The two get conflated constantly, and the confusion causes executives to either avoid coaching or misuse it. Here is a clear distinction.
We regularly meet executives who are hesitant about coaching because they associate it with something clinical or remedial. That confusion is worth clearing up directly.
Therapy is oriented toward psychological health and processing — often looking backward to understand patterns rooted in personal history. Executive coaching is oriented toward performance and forward-looking behavior change tied to specific business outcomes: how you run a meeting, how you make a hard call, how you communicate a difficult message to your team.
Coaching typically starts from a place of strength, not deficit. The best coaching engagements we run are with executives who are already performing well and want to close a specific gap — not executives in crisis. That framing matters, because it changes how the work gets approached.

==================================================

_Work task 1_: Please list the examples the text on coaching versus therapy gives of business outcomes that executive coaching is tied to.
_Work task 2_: Pick up the text on coaching versus therapy after its last paragraph and continue it.

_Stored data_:
==================================================

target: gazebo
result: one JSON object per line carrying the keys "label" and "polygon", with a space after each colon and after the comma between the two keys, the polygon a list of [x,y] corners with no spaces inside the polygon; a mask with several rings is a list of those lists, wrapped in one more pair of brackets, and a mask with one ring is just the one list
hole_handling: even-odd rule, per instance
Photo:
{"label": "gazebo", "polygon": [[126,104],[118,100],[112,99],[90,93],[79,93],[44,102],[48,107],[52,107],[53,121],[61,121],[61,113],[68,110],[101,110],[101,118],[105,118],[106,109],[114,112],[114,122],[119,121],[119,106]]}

==================================================

_Exercise result 1_:
- How you run a meeting
- How you make a hard call
- How you communicate a difficult message to your team

_Exercise result 2_:
Good executive coaching operates with clear boundaries around what, if anything, gets shared with a board or manager — usually themes and progress, never verbatim content. That is a deliberate, negotiated boundary, not a legal privilege the way therapy has.
Plenty of executives benefit from both, for different reasons, at different times. The mistake is treating them as interchangeable, or assuming that needing one means something is wrong with you. Wanting to be a sharper, more effective leader is not a deficiency — it is the entire premise of professional development at every other level of an organization. The C-suite is not an exception.